> [TASK TO CARRY OUT]:
Can you render the records below as a Markdown table with a "No." column for the row number and a "Text" column for the line, leaving out blank lines?

> [EXERCISE INPUT]:
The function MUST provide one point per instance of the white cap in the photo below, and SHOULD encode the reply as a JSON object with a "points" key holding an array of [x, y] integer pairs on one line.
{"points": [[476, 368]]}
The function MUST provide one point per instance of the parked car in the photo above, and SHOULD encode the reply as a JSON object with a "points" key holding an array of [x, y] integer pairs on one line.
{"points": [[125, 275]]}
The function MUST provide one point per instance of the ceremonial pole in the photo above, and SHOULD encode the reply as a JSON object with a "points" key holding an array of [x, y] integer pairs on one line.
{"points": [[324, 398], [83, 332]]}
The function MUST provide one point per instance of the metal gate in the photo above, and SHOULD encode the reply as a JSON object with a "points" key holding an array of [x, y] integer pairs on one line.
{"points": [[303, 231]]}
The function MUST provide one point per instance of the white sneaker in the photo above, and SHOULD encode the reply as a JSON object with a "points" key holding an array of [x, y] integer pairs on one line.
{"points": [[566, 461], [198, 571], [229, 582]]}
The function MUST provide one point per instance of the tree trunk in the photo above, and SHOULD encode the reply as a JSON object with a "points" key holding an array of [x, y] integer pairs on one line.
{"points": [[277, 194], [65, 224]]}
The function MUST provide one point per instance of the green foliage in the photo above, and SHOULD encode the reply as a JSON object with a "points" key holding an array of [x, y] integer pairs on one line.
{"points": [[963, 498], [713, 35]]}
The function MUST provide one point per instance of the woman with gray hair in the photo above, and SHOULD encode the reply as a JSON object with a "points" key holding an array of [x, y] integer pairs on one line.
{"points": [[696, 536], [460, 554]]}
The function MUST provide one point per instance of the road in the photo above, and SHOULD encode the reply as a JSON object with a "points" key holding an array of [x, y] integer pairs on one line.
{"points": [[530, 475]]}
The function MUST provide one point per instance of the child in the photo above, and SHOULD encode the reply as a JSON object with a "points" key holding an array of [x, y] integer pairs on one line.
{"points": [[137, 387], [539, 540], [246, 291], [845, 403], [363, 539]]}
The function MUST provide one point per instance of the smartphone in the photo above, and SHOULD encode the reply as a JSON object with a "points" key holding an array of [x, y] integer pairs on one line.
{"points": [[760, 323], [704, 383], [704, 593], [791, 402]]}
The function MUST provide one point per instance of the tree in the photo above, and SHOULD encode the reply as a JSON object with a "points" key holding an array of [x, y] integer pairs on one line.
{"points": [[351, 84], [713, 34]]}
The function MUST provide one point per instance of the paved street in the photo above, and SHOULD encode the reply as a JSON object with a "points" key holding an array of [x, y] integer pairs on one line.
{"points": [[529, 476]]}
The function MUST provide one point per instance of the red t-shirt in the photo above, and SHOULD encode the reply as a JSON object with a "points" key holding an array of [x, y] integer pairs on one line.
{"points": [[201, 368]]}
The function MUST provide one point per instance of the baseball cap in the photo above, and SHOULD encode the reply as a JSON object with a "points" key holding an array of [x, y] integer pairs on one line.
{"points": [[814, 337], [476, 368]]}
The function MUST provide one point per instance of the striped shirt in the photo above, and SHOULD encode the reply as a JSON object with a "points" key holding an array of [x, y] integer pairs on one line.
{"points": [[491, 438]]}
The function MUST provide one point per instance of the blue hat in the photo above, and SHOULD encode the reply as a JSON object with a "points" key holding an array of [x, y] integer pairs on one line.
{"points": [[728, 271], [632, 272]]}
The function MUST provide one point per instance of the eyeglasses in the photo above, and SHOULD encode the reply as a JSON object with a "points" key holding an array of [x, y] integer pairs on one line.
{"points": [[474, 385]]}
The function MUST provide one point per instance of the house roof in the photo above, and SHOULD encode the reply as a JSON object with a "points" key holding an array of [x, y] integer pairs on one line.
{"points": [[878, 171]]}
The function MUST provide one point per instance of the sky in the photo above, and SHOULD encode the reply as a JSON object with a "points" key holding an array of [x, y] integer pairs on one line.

> [EXERCISE RESPONSE]:
| No. | Text |
|---|---|
| 1 | The function MUST provide one point per instance of the white cap in the photo below, and SHOULD encode the reply as a JSON object with a "points" key holding an array of [x, y] integer pairs on one line. |
| 2 | {"points": [[476, 368]]} |
| 3 | The function MUST provide one point per instance of the parked car in the photo above, and SHOULD encode the reply as a JSON object with a "points" key holding an array of [x, y] integer pairs on one line. |
| 4 | {"points": [[125, 275]]} |
| 5 | The function MUST provide one point per instance of the ceremonial pole in the photo above, and SHOULD encode the reply as a JSON object with a "points" key holding an array of [x, y] integer pairs on one line. |
| 6 | {"points": [[324, 398], [83, 332]]} |
| 7 | The function MUST provide one point per instance of the metal gate in the photo above, and SHOULD encode the reply as a JSON object with a "points" key holding an array of [x, y] integer pairs on one line. |
| 8 | {"points": [[303, 231]]} |
| 9 | The function MUST provide one point per instance of the white sneaker in the photo above, and SHOULD encode the reply as a JSON object with a "points" key holding an array of [x, y] integer pairs on one line. |
| 10 | {"points": [[566, 461], [198, 571], [229, 582]]} |
| 11 | The function MUST provide one point per instance of the tree trunk in the photo above, and SHOULD encode the reply as a JSON object with a "points" key holding an array of [x, y] integer pairs on one line. |
| 12 | {"points": [[277, 194], [65, 224]]} |
| 13 | The function MUST provide one point per instance of the green foliage in the photo above, and SHOULD encode the reply as a JSON object with a "points" key holding an array of [x, y] integer pairs on one line. |
| 14 | {"points": [[963, 498], [713, 35]]} |
| 15 | The function MUST provide one point per instance of the woman with gray hair in the photo above, and SHOULD encode the reply as a JSON object with a "points" key holding an array of [x, y] integer pairs on one line. |
| 16 | {"points": [[696, 536], [460, 554]]} |
| 17 | The function MUST provide one point per instance of the road in the photo above, and SHOULD encode the reply as a JSON object with a "points" key holding an array of [x, y] integer pairs on one line. |
| 18 | {"points": [[530, 475]]} |
| 19 | The function MUST provide one point per instance of the child in the photo above, and SHOULD encode the reply as a JSON object with a "points" key holding an array of [x, y] integer pairs on one line. |
| 20 | {"points": [[137, 387], [539, 540], [246, 291], [845, 403], [363, 539]]} |
| 21 | The function MUST provide one point per instance of the smartphone in the photo above, and SHOULD encode the reply as a JSON object with a "points" key holding an array of [x, y] integer pairs on one line. |
| 22 | {"points": [[760, 323], [704, 383], [704, 593], [791, 402]]} |
| 23 | The function MUST provide one point per instance of the tree in the photo above, and SHOULD encode the reply as a JSON object with a "points" key holding an array of [x, y] integer pairs on one line. |
| 24 | {"points": [[351, 84], [713, 34]]} |
| 25 | The function MUST provide one point per instance of the paved street in the photo above, and SHOULD encode the reply as a JSON object with a "points" key holding an array of [x, y] integer pairs on one line. |
| 26 | {"points": [[529, 476]]} |
| 27 | The function MUST provide one point per instance of the red t-shirt in the photo above, and SHOULD encode the reply as a JSON object with a "points" key holding an array of [x, y] integer pairs on one line. |
| 28 | {"points": [[201, 368]]} |
| 29 | The function MUST provide one point per instance of the baseball cap in the photo above, and SHOULD encode the reply as a JSON object with a "points" key holding an array of [x, y] integer pairs on one line. |
| 30 | {"points": [[814, 337], [476, 368]]} |
| 31 | The function MUST provide one point per instance of the striped shirt in the photo above, and SHOULD encode the reply as a JSON object with a "points" key holding an array of [x, y] integer pairs on one line. |
| 32 | {"points": [[491, 438]]} |
| 33 | The function MUST provide one point per instance of the blue hat in the photo above, and SHOULD encode the reply as a JSON object with a "points" key holding an array of [x, y] integer pairs on one line. |
| 34 | {"points": [[728, 271], [632, 272]]} |
| 35 | The function MUST provide one point per instance of the eyeglasses in the photo above, and SHOULD encode the reply as a JSON object with a "points" key holding an array of [x, y] integer pairs on one line. |
| 36 | {"points": [[474, 385]]} |
| 37 | The function MUST provide one point per instance of the house roof in the photo above, and SHOULD encode the reply as a JSON object with a "points" key holding an array of [x, y] integer pairs on one line. |
| 38 | {"points": [[878, 171]]} |
| 39 | The function MUST provide one point per instance of the sky in the photo above, and SHOULD encode the reply as a JSON object with a "points" key holding an array of [x, y] integer pairs on one line. |